> **Passage source**:

· · · ·

Le verdict est tombé. L’Agence de la dette n’émettra finalement pas de nouveau bon à précompte réduit à 15 % comme en septembre mais des bons d’Etat à 5 ans et 8 ans, dont les intérêts seront soumis à un précompte mobilier de 30 %. Les conditions définitives de l’émission (dont le taux d’intérêt brut) seront connues le mardi 28 novembre 2023. Quant à la période de souscription, elle se déroulera du jeudi 30 novembre 2023 au jeudi 7 décembre inclus.

Ne pas déstabiliser le secteur

A l’évidence, le gouvernement a donc choisi de ne pas concurrencer directement une nouvelle fois les livrets d’épargne des grandes banques. Comme le confirme Nicolas Claeys, expert en placements chez Testachats, “ce n’est pas le compte d’épargne qui va être concurrencer mais plutôt le compte à terme”. Pourquoi ? “D’abord parce que, selon Eric Dor qui enseigne à l’IESEG de Lille, le gouvernement peut avoir été préoccupé par la nécessité d’équilibrer la répartition des emprunts de l’Etat entre les différentes durées. Une nouvelle émission de bons d’Etat à un an aurait encore augmenté la part de la dette publique financée à court terme, qui aura à être remboursée assez vite, et qui devra donc être refinancée par de nouveaux emprunts d’ici relativement peu de temps. Cela aurait donc augmenté l’exposition de l’Etat au risque de remontée des taux d’intérêt, par exemple si l’inflation remontait à cause de nouveaux chocs énergétiques. Des émissions à 3 et 8 ans permettent de renforcer la partie de la dette dont le taux est garanti à moyen ou long terme.”

· · · ·

(Lignes sources)
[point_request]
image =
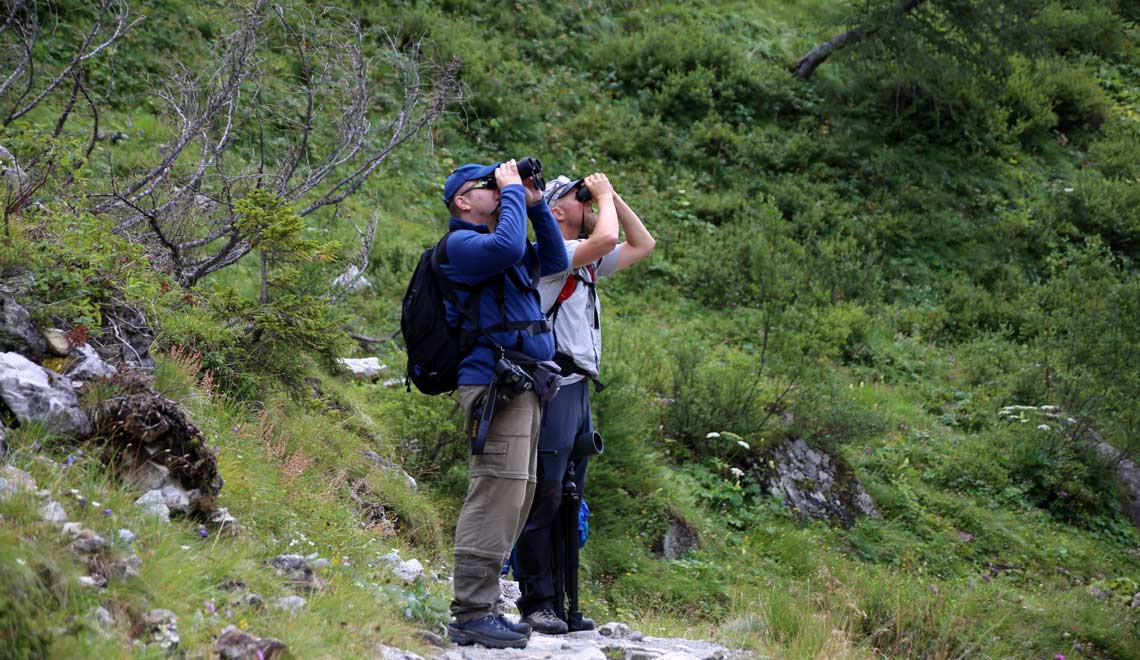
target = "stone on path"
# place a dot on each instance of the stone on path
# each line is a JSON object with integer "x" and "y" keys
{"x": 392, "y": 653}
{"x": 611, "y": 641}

· · · ·

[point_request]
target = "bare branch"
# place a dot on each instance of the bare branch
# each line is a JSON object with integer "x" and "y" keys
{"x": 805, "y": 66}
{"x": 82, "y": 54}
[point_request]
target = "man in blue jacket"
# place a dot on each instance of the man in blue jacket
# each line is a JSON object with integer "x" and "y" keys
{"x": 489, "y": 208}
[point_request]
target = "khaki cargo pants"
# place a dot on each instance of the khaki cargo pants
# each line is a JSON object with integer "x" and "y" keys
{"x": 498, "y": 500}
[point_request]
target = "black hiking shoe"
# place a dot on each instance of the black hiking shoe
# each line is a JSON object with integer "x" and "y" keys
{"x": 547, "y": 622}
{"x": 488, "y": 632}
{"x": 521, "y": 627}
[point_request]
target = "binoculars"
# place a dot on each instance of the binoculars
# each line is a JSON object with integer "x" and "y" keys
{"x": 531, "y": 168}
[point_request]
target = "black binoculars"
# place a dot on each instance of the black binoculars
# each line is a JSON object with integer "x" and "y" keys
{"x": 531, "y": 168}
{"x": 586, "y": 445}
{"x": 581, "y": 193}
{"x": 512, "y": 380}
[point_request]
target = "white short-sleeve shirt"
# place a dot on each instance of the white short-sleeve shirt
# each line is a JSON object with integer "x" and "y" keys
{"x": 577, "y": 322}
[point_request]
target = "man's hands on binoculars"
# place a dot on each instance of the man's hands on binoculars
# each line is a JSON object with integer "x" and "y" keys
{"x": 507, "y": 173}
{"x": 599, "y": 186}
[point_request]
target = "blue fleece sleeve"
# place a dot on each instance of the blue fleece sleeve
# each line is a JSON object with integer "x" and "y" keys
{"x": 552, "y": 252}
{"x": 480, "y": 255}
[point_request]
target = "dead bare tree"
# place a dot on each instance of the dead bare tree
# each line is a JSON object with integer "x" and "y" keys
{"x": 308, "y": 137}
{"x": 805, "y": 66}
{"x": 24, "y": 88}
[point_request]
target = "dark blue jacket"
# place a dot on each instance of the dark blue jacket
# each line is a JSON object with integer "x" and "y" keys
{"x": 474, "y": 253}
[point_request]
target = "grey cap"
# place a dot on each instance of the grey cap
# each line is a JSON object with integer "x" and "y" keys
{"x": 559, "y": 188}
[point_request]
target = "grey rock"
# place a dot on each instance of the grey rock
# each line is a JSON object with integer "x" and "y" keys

· · · ·

> **Consigne**: Poursuivez le texte sur la nouvelle émission de bons d'État à partir de sa dernière phrase.

> **Réponse à l'exercice**:
Surtout, l’équipe De Croo semble avoir voulu essayer d’éviter un nouveau choc de liquidité pour les (petites) banques risquant de se voir sensiblement fragilisées par une nouvelle fuite de capitaux. “Si ces émissions à 5 et 8 ans ont moins de succès que le bon d’Etat à un an de septembre, poursuit Eric Dor, il y aura une moindre réduction de l’encours des comptes d’épargne réglementée. Il y aura donc, pour les banques, un moindre manque à gagner dû à une baisse de leur encours sur la facilité de dépôt à la BNB qui leur rapporte 4 %, et une moindre obligation de compenser l’érosion des fonds sur les comptes d’épargne par d’autres sources de financement très coûteuses comme des emprunts interbancaires dont les taux sont hauts, des émissions d’obligations bancaires dont les taux exigés par les investisseurs sont très hauts, ou un recours aux opérations principales de refinancement de la BCE, par le biais de la BNB à 4,5 %”, avance l’économiste.

Nouvelle crise bancaire

On se souviendra en effet que le bon émis en septembre à l’initiative du ministre des finances Vincent Van Peteghem avait permis de collecter la somme record de 22 milliards d’euros grâce à des conditions imbattables par rapport à celles des comptes d’épargne. D’une durée d’un an, le bon d’Etat affichait un taux brut de 3,3 %, soit un rendement net de 2,80 %. Et ce, grâce à une réduction temporaire du précompte mobilier (15 % au lieu de 30 %). “A l’époque, aucune banque n’offrait une telle rémunération, même en tenant compte de la prime de fidélité, rappelle Nicolas Claeys. Les conditions étaient très concurrentielles par rapport aux livrets d’épargne.”

Les banques n’ont d’ailleurs guère apprécié de voir ainsi des milliards de dépôts d’épargne qui constituent une source de financement bon marché être aspirés par les caisses de l’Etat. Certains patrons de banques, à commencer par le CEO de KBC Johan Thijs, qui chiffre l’impact négatif sur les bénéfices du bancassureur à 212 millions d’euros au total, n’ont d’ailleurs pas mâché leurs mots à l’égard de la précédente émission qui, selon eux, constituait une forme de concurrence déloyale vis-à-vis du produit de placement le plus similaire, à savoir le compte à terme. Ce dernier, rappelons-le, étant quant à lui soumis au précompte normal de 30 % au lieu des 15 % qui prévalaient pour le bon d’Etat à un an. Ce faisant, plusieurs de ces patrons de banque ont également averti quant aux risques que représentait l’émission régulière d’un instrument défiscalisé de nature à déstabiliser le secteur et provoquer une nouvelle crise bancaire.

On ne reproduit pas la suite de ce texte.